**OBIETTIVI:**
(1) Riscrivi in forma più breve il paragrafo del brano sulla morale gnostica che inizia con «La più assoluta e radicale espressione», conservandone i fatti principali.
(2) Per favore, indica che cosa, secondo il brano sulla morale gnostica, supera l'anima, così che essa non è più l'intera persona.

**BRANO SCELTO:**

§

La morale
gnostica.
L'elemento
negativo che
abbiamo finora
sottolineato,
rappresenta
naturalmente
solo un lato
della condizione
gnostica.
Proprio come il
cosmo non è più
il Tutto, ma è
sorpassato dal
regno divino che
è al di là, così
l'anima non è
più l'intera
persona, ma è
superata dal
pneuma acosmico
che è
all'interno:
qualche cosa di
molto differente
dalla «ragione»
e
dall'«intelletto»
dell'insegnamento
greco. E come il
profondo
pessimismo
cosmico è
contrapposto
all'ottimismo
della certezza
escatologica,
così il profondo
pessimismo
psicologico, che
dispera
dell'anima in
quanto schiava
del cosmo, è
contrapposto
alla confidenza
presuntuosa
nella libertà,
in definitiva
inattaccabile,
del pneuma. E se
la
contrapposizione
del cosmo con
tutto quello che
non è cosmo,
significa che
c'è un'evasione
dalla prigionia
del primo, così
la dualità
interiore di
«anima» e
«spirito», ossia
la presenza
interna di un
principio
trascendente,
che è
indefinibile per
la sua
differenza da
tutto ciò che è
«mondano», offre
la possibilità
di spogliarsi
della propria
anima e
sperimentare la
divinità dell'io
assoluto.
- Nichilismo e
libertinismo.
La più assoluta
e radicale
espressione
della rivolta
metafisica è il
nichilismo
morale. Nella
critica di
Plotino era
implicata
l'indifferenza
morale degli
Gnostici, cioè
non soltanto
l'essenza di una
dottrina sulla
virtù, ma anche
la noncuranza di
ritegni morali
nella vita
pratica. La
polemica dei
Padri della
Chiesa ci dice
qualche cosa di
più sulla teoria
o metafisica di
ciò che è noto
come
libertinismo
gnostico.

§

**ESTRATTI DEI DATI:**
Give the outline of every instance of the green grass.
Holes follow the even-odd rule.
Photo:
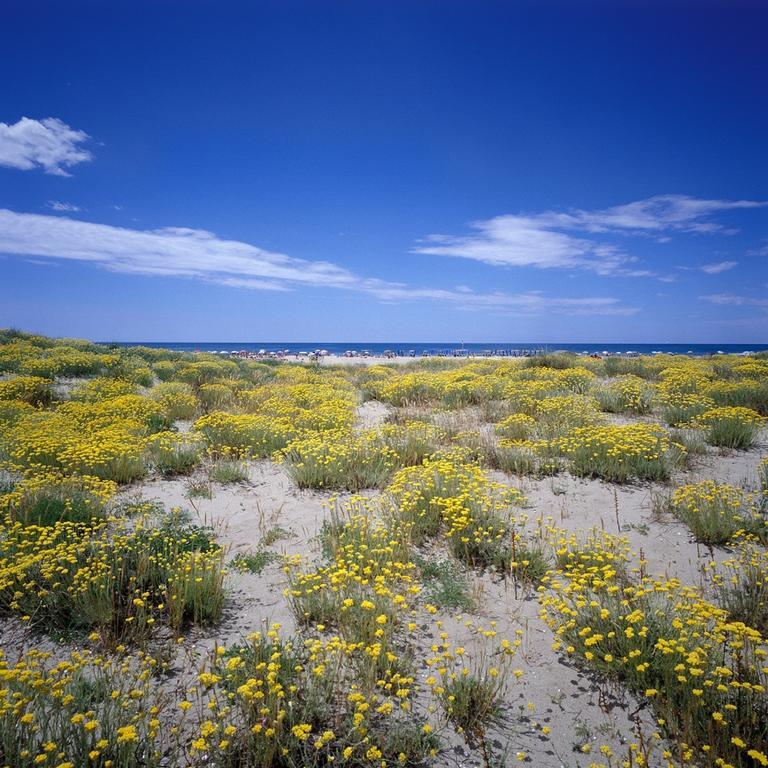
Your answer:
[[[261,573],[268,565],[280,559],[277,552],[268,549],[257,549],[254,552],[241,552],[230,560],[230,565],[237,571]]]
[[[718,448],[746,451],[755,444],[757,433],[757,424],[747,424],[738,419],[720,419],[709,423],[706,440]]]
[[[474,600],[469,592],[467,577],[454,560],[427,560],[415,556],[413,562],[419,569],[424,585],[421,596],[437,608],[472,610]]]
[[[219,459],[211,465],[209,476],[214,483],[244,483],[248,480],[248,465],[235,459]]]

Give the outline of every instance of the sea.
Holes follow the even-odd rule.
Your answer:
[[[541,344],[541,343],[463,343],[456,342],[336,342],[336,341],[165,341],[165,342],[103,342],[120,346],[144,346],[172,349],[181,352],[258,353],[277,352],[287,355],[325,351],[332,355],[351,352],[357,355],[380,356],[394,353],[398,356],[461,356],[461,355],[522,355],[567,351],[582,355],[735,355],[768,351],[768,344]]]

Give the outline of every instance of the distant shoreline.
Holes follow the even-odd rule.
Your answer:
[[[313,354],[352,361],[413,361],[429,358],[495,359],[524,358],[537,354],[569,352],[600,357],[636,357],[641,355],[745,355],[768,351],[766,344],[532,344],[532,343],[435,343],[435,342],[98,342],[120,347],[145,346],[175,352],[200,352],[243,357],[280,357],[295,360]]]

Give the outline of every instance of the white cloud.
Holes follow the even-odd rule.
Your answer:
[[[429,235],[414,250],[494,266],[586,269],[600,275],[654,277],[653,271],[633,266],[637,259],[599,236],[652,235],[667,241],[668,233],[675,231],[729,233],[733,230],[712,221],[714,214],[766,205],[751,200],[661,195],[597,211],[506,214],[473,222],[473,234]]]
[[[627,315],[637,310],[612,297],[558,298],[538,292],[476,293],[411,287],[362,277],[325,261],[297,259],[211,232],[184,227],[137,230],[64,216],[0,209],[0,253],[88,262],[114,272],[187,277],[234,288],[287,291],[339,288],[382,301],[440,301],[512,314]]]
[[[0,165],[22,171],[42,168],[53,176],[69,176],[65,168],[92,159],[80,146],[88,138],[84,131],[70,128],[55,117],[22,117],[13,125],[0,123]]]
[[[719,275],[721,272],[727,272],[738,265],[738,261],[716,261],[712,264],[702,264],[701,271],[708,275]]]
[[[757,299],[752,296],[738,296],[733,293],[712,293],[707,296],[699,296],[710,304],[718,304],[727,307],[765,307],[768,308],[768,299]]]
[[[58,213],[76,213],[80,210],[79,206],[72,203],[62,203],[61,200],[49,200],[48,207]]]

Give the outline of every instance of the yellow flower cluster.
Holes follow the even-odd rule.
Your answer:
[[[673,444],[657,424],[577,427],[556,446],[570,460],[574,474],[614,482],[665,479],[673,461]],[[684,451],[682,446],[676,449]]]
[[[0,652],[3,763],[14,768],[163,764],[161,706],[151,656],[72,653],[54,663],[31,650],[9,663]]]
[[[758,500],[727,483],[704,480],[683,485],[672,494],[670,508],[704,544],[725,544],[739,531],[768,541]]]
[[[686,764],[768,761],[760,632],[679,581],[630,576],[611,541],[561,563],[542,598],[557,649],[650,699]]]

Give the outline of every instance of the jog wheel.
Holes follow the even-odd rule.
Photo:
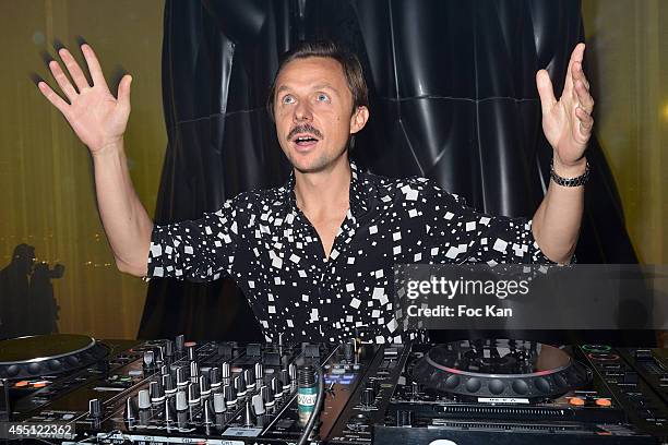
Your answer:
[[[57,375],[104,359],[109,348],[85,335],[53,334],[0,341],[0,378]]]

§

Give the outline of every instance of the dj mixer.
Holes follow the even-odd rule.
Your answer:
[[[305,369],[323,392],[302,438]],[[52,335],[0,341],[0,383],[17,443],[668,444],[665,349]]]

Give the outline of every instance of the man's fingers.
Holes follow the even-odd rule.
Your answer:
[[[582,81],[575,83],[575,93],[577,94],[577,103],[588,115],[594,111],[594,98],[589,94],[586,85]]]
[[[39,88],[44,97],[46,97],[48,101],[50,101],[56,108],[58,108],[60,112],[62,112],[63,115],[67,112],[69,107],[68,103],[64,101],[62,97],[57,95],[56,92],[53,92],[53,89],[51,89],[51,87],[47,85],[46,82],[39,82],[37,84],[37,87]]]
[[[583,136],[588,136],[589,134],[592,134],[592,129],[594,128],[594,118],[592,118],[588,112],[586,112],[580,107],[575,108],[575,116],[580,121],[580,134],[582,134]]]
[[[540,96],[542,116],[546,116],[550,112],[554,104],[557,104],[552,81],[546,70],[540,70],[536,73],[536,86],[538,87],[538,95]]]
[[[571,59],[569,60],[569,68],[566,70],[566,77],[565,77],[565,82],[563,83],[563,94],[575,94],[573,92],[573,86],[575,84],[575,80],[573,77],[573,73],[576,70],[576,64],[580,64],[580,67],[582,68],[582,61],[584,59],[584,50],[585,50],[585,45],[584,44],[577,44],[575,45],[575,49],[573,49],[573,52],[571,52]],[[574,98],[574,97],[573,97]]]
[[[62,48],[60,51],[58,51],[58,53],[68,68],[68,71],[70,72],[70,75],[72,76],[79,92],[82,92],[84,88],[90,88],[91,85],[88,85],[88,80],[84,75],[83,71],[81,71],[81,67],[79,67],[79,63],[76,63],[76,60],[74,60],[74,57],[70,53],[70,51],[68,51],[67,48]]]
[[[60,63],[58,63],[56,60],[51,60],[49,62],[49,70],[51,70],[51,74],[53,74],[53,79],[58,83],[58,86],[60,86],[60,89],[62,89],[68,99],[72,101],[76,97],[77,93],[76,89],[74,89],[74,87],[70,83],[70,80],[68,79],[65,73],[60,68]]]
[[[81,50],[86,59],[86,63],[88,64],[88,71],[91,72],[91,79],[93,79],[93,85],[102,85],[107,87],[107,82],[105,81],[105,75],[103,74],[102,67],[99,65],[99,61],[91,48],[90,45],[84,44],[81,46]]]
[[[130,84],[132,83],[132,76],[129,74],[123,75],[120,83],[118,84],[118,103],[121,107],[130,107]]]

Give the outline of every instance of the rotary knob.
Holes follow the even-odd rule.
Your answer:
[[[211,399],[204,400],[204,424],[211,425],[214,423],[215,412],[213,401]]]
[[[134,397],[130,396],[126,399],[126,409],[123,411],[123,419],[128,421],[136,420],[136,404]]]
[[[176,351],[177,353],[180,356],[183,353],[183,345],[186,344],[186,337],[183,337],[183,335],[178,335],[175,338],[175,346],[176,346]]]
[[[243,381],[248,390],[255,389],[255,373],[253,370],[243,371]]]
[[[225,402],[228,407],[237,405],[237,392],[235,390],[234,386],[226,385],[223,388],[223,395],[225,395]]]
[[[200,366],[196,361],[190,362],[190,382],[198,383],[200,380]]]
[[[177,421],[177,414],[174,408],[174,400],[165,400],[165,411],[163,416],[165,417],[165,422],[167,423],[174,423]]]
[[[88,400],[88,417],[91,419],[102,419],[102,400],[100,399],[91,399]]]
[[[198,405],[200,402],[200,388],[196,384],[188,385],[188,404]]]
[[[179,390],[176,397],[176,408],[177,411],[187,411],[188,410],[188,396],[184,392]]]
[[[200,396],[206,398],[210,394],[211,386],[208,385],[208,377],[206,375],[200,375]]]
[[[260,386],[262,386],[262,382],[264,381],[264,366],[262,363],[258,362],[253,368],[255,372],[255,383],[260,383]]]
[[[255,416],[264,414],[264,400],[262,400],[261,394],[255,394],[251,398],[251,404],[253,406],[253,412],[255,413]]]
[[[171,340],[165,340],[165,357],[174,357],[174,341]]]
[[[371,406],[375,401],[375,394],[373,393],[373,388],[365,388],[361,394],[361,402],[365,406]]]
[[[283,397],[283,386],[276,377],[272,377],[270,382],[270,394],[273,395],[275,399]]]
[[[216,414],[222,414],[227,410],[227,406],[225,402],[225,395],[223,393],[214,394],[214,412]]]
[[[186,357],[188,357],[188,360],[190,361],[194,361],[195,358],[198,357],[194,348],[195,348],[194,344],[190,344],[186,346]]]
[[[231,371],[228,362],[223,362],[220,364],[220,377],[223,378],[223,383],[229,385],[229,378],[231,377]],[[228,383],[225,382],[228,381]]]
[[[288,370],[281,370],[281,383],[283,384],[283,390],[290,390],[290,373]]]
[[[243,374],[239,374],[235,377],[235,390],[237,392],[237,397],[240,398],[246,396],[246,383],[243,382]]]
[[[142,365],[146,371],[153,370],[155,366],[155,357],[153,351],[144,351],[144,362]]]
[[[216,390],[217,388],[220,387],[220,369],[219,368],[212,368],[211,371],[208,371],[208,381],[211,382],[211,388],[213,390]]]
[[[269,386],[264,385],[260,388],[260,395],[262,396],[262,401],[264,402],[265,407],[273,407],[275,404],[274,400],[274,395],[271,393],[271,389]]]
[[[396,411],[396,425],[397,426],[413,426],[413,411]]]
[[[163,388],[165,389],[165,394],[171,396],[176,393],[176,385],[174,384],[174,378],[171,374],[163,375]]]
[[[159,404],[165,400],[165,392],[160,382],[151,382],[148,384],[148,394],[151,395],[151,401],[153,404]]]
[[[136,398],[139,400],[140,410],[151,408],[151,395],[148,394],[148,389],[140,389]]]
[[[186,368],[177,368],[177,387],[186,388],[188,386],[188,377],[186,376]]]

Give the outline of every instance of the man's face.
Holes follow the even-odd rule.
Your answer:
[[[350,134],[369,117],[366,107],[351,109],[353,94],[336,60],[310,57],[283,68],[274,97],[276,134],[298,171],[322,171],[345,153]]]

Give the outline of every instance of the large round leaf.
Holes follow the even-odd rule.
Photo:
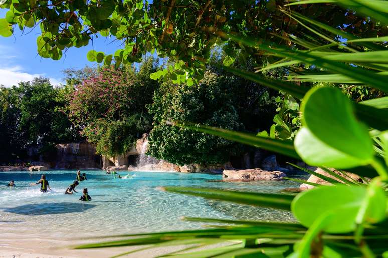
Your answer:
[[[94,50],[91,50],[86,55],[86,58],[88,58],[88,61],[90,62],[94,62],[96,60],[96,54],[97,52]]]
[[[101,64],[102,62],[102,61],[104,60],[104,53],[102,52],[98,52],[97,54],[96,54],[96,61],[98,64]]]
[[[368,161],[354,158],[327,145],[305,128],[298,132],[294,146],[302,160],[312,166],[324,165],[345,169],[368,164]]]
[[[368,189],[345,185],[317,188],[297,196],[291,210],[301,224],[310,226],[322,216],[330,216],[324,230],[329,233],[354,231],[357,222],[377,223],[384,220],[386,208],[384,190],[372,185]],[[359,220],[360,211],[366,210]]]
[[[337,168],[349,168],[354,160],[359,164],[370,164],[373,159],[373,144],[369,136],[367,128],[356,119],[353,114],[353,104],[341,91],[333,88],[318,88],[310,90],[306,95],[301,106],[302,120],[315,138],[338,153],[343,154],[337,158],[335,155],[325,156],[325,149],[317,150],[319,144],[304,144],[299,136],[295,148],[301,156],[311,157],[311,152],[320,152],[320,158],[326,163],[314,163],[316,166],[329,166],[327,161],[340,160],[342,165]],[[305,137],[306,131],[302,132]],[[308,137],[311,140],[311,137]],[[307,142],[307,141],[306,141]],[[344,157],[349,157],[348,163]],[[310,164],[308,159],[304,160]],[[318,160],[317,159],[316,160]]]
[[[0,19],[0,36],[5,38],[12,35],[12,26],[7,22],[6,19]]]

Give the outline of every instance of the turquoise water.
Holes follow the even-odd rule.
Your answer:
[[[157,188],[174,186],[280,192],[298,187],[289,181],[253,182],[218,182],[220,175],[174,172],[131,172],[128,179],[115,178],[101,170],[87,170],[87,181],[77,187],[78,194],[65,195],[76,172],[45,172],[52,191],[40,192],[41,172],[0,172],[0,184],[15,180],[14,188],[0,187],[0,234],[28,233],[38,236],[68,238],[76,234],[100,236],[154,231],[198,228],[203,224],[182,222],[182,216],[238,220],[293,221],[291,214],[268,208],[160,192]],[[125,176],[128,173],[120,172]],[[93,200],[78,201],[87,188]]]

§

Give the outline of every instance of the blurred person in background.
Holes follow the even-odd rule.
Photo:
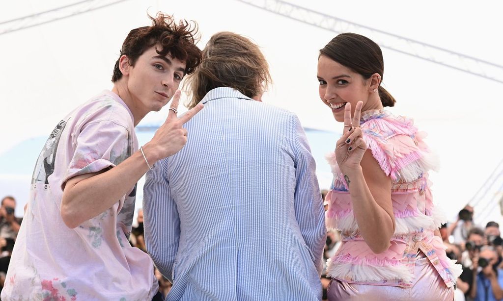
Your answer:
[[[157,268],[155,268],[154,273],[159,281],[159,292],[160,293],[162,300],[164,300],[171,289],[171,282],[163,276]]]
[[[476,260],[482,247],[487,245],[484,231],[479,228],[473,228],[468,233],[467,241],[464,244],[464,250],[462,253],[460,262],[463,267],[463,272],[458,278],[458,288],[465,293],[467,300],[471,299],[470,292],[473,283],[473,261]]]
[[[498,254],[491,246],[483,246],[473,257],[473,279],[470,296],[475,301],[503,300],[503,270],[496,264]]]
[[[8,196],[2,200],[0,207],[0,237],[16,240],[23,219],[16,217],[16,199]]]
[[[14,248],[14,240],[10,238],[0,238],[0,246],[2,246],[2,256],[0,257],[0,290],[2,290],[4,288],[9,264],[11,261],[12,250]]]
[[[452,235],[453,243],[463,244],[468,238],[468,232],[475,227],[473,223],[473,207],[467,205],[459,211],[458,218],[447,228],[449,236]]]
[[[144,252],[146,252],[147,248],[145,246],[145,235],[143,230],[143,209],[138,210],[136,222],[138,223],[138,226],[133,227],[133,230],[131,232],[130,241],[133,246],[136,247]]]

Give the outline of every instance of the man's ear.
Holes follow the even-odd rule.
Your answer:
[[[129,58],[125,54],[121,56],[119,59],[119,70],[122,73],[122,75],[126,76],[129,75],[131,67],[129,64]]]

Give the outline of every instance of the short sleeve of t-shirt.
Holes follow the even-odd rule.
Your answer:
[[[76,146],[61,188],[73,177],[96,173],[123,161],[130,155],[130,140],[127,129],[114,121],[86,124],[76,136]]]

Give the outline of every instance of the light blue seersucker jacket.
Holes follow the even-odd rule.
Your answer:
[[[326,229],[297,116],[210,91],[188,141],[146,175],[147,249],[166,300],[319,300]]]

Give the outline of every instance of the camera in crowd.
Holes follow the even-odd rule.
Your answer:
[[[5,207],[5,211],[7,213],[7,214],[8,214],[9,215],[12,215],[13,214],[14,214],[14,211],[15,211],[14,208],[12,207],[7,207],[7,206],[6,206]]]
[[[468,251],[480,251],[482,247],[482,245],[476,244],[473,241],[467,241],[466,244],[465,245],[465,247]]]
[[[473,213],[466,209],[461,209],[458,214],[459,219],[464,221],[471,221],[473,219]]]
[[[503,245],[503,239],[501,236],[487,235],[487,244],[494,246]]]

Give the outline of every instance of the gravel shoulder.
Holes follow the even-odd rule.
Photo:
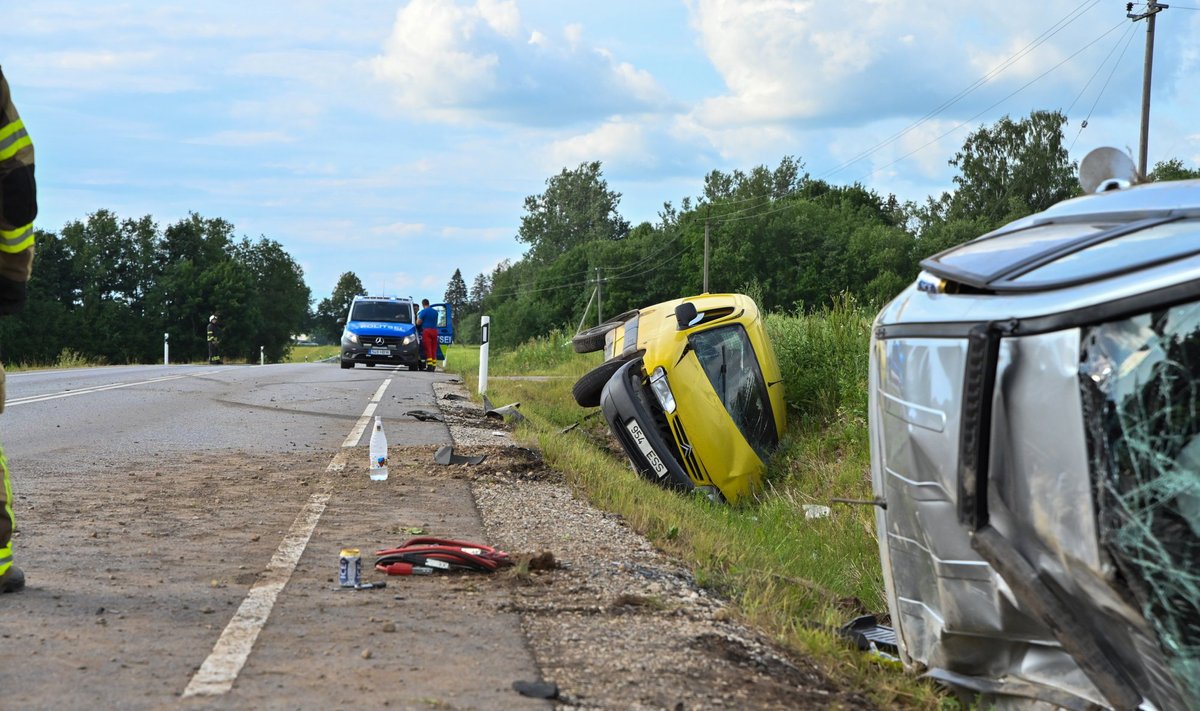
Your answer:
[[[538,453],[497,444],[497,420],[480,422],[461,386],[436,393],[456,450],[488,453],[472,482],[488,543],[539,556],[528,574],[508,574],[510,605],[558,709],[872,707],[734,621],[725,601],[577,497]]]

§

**SOLUZIONI:**
(1) Il nichilismo morale è l'espressione più assoluta e radicale della rivolta metafisica. La critica di Plotino implicava l'indifferenza morale degli Gnostici, sia come dottrina sulla virtù sia come noncuranza dei ritegni morali nella vita pratica. La polemica dei Padri della Chiesa dice qualcosa di più sulla teoria o metafisica del cosiddetto libertinismo gnostico.

(2) Il pneuma acosmico che è all'interno.